- RECORDS PROVIDED

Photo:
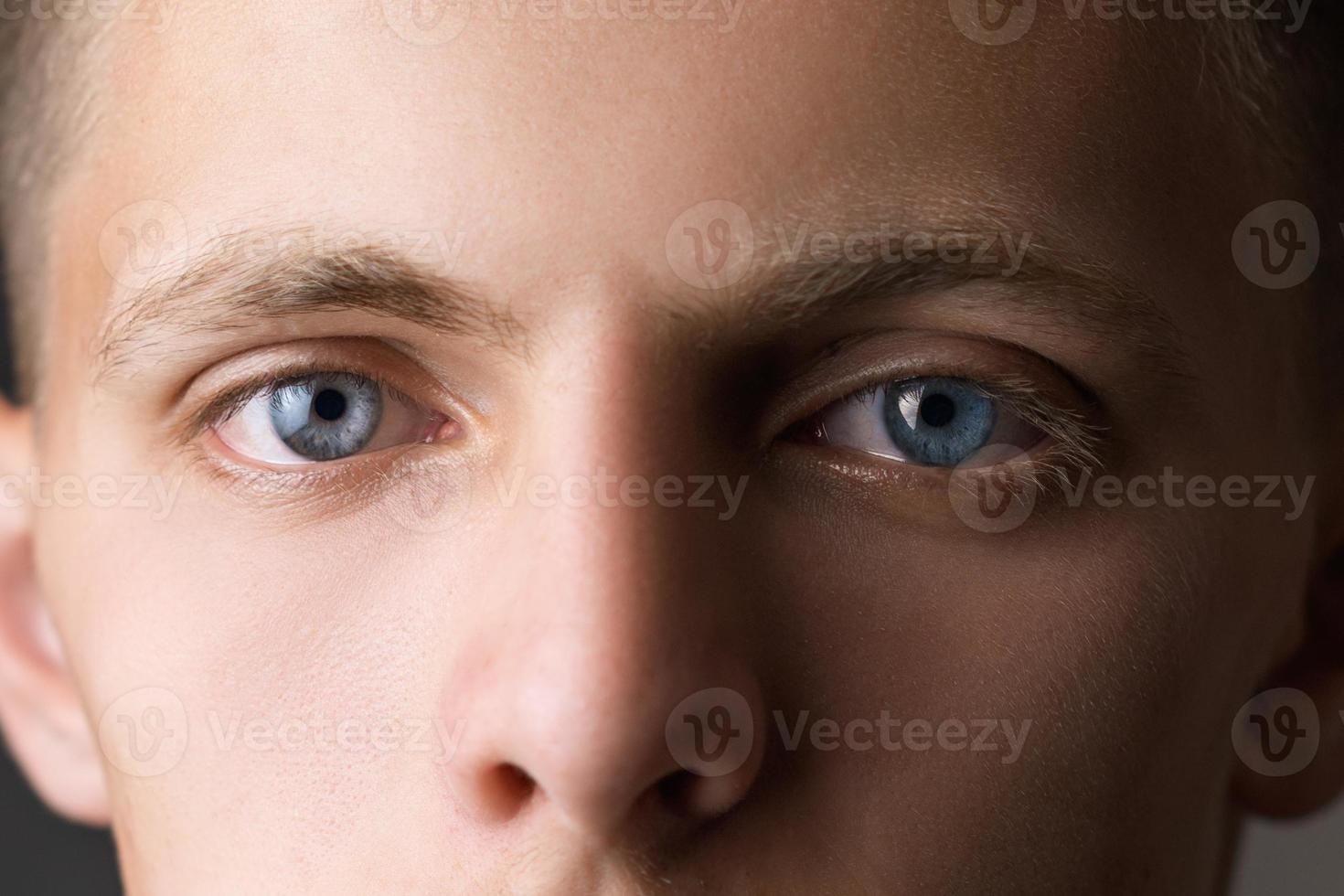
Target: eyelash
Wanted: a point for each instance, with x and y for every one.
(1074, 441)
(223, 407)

---

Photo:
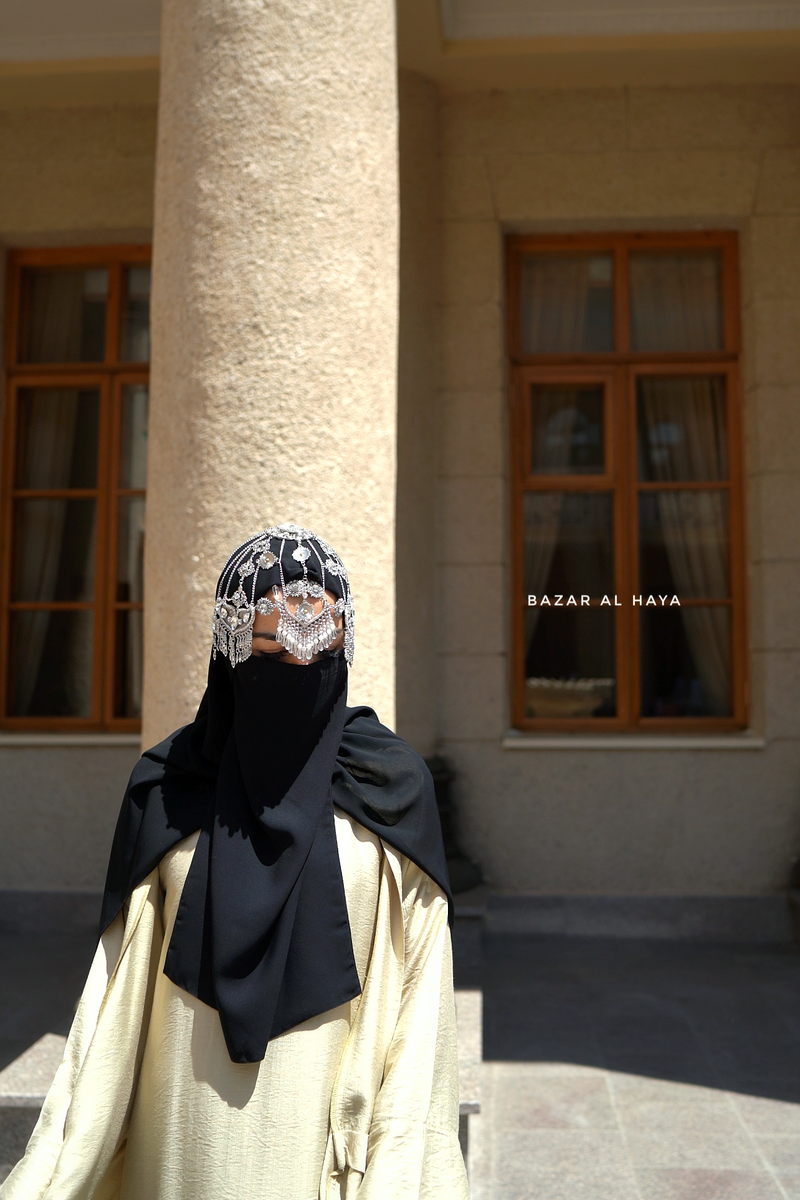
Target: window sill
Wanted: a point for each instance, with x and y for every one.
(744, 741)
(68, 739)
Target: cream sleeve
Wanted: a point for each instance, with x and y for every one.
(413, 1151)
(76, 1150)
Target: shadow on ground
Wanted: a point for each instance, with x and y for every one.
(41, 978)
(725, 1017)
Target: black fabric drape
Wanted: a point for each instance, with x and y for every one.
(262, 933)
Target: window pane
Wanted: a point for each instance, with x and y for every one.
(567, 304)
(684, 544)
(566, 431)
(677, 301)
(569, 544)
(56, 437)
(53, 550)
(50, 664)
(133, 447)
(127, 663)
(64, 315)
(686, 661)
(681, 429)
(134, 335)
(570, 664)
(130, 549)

- TASK DETAILS
Report every line in the records above that contains the word "window", copying each such line in full.

- RESPONSE
Target: window sill
Target: window pane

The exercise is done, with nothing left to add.